Once a location of a mobile phone has been determined various attributes of the mobile phone user can be inferred. For example, if the location of a mobile phone is consistently within the same geographic area between 11:00 pm and 4:00 am for an extended number of days, it can be inferred that the mobile phone user is domiciled within the geographic area. This feature may be of particular value when a home address of the mobile phone user is not otherwise known. Accordingly, in at least one embodiment the present invention provides a method for determining the geographical area in which a customer is domiciled.
Once a domicile of a mobile phone user has been determined, various demographic attributes can be inferred and associated with the mobile phone user. For instance, demographic data associated with the geographical area can be associated directly with the mobile phone user. In at least one embodiment, the demographic data can be based upon information gathered in a recent government census. For example, within the United States Census, information is gathered relating to ethnicity, race, income, education, and other specific. This previously gathered demographic data, or a subset of the data, can be associated with the mobile phone user, such that the mobile phone user is assumed to be representative of the demographics of the geographic area.
In addition to determining a domicile and associated demographics of a mobile phone user, in at least one embodiment, the present invention can also provide real-time demographics of a geographical area. For example, a cellular network can be used to identify each of the mobile phone users that are within the geographical area of interest during the time of interest. The individual demographics of each identified mobile phone user can then be accessed to determine a real-time demographic profile of the area of interest.

#### Records

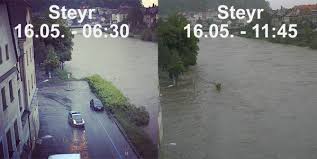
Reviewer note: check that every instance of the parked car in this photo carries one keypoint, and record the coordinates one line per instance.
(96, 105)
(75, 119)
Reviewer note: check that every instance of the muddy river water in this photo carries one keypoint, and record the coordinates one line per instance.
(267, 108)
(130, 64)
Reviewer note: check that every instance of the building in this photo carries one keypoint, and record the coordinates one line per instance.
(19, 110)
(278, 17)
(301, 14)
(119, 16)
(150, 16)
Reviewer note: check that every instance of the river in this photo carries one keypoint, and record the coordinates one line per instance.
(130, 64)
(267, 108)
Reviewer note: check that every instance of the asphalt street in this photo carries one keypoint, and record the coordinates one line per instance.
(100, 139)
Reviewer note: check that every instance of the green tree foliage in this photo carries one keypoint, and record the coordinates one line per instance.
(169, 6)
(176, 50)
(63, 46)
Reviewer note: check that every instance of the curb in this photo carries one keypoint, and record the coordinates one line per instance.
(113, 118)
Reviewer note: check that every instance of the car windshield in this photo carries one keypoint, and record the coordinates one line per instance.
(77, 117)
(98, 103)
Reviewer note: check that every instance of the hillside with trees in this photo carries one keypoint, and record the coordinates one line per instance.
(168, 6)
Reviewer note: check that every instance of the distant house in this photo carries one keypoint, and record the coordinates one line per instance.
(278, 17)
(150, 16)
(301, 14)
(119, 16)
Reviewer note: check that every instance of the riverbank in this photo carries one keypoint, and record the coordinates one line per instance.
(302, 40)
(268, 90)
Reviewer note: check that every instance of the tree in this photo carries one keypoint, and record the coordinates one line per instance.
(176, 51)
(63, 46)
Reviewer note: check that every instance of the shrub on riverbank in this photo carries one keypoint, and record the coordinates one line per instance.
(129, 116)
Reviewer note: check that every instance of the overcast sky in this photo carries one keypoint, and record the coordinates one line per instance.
(289, 3)
(148, 3)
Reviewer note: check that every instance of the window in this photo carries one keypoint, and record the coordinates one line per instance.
(4, 100)
(27, 58)
(32, 80)
(31, 54)
(29, 87)
(20, 100)
(16, 133)
(1, 150)
(11, 91)
(7, 51)
(9, 141)
(1, 56)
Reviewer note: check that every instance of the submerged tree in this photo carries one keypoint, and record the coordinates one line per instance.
(176, 50)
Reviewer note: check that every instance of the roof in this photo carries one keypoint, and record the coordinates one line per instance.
(303, 10)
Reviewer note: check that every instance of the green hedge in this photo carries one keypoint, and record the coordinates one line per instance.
(130, 117)
(106, 91)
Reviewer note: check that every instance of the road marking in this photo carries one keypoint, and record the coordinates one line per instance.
(109, 138)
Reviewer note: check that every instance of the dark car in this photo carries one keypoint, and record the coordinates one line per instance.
(75, 119)
(96, 105)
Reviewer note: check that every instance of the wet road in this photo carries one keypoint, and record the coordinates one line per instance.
(130, 64)
(100, 138)
(267, 108)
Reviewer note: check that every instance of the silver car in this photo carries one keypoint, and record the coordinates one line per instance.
(75, 119)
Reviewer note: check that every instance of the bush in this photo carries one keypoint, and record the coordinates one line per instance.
(106, 91)
(129, 116)
(139, 116)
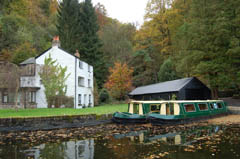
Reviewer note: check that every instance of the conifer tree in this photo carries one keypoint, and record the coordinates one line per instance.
(67, 24)
(89, 44)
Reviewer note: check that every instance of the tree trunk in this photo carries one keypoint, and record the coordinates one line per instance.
(215, 93)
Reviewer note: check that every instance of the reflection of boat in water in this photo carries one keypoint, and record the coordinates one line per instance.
(183, 138)
(170, 112)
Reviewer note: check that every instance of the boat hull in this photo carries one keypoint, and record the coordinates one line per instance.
(164, 121)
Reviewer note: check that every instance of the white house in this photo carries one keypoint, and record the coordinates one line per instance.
(79, 83)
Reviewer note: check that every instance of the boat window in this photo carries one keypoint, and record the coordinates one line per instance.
(189, 107)
(155, 108)
(219, 105)
(135, 108)
(211, 106)
(202, 106)
(169, 109)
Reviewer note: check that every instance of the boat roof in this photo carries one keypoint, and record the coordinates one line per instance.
(175, 101)
(163, 87)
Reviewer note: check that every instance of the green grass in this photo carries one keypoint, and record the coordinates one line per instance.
(44, 112)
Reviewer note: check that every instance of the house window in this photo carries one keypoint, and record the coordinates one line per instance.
(89, 83)
(28, 70)
(32, 97)
(5, 97)
(79, 99)
(90, 99)
(81, 64)
(211, 106)
(189, 107)
(89, 68)
(219, 105)
(202, 106)
(80, 81)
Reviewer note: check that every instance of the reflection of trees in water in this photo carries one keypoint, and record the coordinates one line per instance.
(54, 151)
(85, 149)
(81, 149)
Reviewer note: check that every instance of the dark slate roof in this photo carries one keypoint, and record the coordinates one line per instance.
(169, 86)
(29, 61)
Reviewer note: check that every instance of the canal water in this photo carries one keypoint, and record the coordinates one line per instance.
(199, 142)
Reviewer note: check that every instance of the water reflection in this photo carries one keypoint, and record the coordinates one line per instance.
(72, 149)
(136, 144)
(181, 138)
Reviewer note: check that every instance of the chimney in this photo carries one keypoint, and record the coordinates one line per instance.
(77, 54)
(56, 41)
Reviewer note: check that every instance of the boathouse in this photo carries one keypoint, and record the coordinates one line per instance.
(181, 89)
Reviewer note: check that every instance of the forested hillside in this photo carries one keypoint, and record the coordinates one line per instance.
(179, 38)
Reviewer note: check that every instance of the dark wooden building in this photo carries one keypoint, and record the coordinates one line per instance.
(181, 89)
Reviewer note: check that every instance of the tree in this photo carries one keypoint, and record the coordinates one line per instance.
(68, 24)
(53, 78)
(167, 71)
(119, 82)
(117, 41)
(89, 44)
(208, 38)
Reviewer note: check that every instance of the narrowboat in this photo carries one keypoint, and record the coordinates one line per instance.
(174, 112)
(137, 112)
(170, 112)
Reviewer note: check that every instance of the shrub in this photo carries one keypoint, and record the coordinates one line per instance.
(62, 101)
(104, 96)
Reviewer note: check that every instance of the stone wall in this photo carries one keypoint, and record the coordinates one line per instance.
(50, 123)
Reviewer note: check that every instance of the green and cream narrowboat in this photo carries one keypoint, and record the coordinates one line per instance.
(137, 112)
(171, 112)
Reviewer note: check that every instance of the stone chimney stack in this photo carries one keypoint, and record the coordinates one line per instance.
(77, 54)
(56, 41)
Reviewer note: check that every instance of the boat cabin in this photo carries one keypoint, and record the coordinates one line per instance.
(175, 108)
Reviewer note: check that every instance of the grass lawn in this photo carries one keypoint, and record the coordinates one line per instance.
(43, 112)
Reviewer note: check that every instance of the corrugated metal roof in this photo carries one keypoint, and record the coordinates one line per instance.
(169, 86)
(29, 61)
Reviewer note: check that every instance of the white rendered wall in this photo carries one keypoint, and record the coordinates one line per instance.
(66, 60)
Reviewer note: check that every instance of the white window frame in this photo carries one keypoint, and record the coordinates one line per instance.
(32, 97)
(89, 100)
(5, 97)
(80, 64)
(80, 81)
(79, 99)
(89, 83)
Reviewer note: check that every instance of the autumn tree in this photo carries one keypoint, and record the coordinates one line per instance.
(117, 39)
(119, 82)
(167, 71)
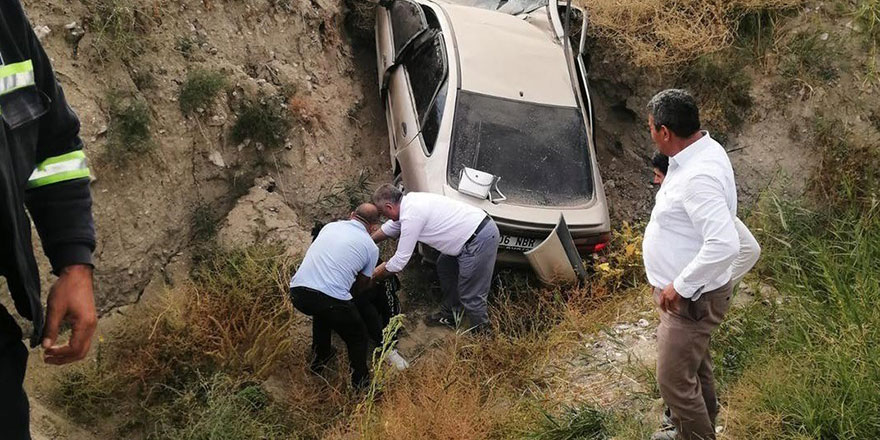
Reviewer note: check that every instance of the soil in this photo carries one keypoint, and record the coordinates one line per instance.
(143, 210)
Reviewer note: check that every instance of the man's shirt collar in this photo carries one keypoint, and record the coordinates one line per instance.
(684, 156)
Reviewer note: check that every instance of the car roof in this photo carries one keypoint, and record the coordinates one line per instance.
(506, 56)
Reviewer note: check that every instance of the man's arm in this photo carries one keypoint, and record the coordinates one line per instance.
(749, 252)
(410, 230)
(707, 208)
(60, 204)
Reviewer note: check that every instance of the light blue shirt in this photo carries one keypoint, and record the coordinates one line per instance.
(342, 250)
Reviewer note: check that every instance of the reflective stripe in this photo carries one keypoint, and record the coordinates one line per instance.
(16, 76)
(59, 169)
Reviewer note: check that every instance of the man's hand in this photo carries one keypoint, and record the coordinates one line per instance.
(378, 236)
(669, 299)
(71, 299)
(380, 273)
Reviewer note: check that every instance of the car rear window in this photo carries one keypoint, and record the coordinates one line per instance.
(539, 151)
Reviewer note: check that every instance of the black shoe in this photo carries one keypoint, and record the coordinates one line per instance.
(482, 330)
(441, 319)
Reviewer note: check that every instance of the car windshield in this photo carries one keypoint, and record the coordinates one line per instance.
(539, 151)
(512, 7)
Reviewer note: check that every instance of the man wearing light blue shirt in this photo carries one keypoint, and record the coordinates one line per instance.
(340, 260)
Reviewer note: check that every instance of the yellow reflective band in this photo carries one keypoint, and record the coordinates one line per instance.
(16, 76)
(56, 169)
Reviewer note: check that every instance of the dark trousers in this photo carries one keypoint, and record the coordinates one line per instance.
(14, 408)
(377, 305)
(684, 364)
(331, 314)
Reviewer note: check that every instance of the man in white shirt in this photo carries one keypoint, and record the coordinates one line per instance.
(749, 249)
(466, 237)
(689, 246)
(339, 261)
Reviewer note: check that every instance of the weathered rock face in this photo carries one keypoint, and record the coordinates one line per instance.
(144, 209)
(262, 217)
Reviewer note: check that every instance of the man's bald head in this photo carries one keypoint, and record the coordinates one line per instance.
(367, 213)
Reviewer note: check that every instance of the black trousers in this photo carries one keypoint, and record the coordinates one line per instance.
(377, 306)
(14, 408)
(331, 314)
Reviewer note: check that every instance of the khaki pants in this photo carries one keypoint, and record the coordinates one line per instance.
(684, 365)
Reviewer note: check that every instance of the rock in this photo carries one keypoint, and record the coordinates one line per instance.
(75, 32)
(217, 159)
(262, 217)
(42, 31)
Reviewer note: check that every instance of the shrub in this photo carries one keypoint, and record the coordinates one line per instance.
(581, 423)
(120, 27)
(722, 88)
(200, 89)
(658, 33)
(129, 131)
(809, 59)
(264, 121)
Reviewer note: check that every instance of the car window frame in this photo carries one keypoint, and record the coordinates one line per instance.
(402, 50)
(444, 80)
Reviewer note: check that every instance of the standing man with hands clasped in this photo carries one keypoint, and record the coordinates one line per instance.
(689, 245)
(43, 173)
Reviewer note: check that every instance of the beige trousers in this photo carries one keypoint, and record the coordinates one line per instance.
(684, 365)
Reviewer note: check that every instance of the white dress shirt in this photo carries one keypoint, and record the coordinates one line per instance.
(435, 220)
(691, 240)
(749, 252)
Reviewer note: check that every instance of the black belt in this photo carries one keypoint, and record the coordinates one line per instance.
(479, 228)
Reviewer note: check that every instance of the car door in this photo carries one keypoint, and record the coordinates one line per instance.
(406, 22)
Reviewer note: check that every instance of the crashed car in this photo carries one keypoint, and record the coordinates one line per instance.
(487, 102)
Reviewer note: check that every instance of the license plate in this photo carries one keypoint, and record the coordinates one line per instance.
(518, 243)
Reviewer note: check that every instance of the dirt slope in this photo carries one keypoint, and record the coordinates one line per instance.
(143, 209)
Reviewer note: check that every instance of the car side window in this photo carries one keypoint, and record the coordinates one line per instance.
(407, 23)
(427, 72)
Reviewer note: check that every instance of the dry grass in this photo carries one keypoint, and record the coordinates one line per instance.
(657, 33)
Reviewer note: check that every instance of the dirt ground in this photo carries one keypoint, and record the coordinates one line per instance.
(144, 211)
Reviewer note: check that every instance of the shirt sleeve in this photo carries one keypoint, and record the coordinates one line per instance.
(372, 260)
(58, 196)
(391, 228)
(704, 201)
(749, 252)
(410, 230)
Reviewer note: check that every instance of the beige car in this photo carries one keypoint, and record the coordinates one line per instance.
(471, 84)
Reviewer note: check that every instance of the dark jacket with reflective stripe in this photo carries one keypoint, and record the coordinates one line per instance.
(38, 128)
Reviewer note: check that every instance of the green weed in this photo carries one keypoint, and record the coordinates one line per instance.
(810, 59)
(264, 121)
(583, 422)
(120, 27)
(199, 90)
(867, 14)
(130, 129)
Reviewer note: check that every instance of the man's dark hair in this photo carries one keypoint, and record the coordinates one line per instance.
(677, 110)
(660, 161)
(387, 193)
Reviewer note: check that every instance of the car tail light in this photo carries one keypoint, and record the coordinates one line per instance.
(592, 245)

#### Instructions for the task
List each kind of information that the passage on mobile phone location names as gathered in the United States Census.

#### Written answer
Ethnicity, race, income, education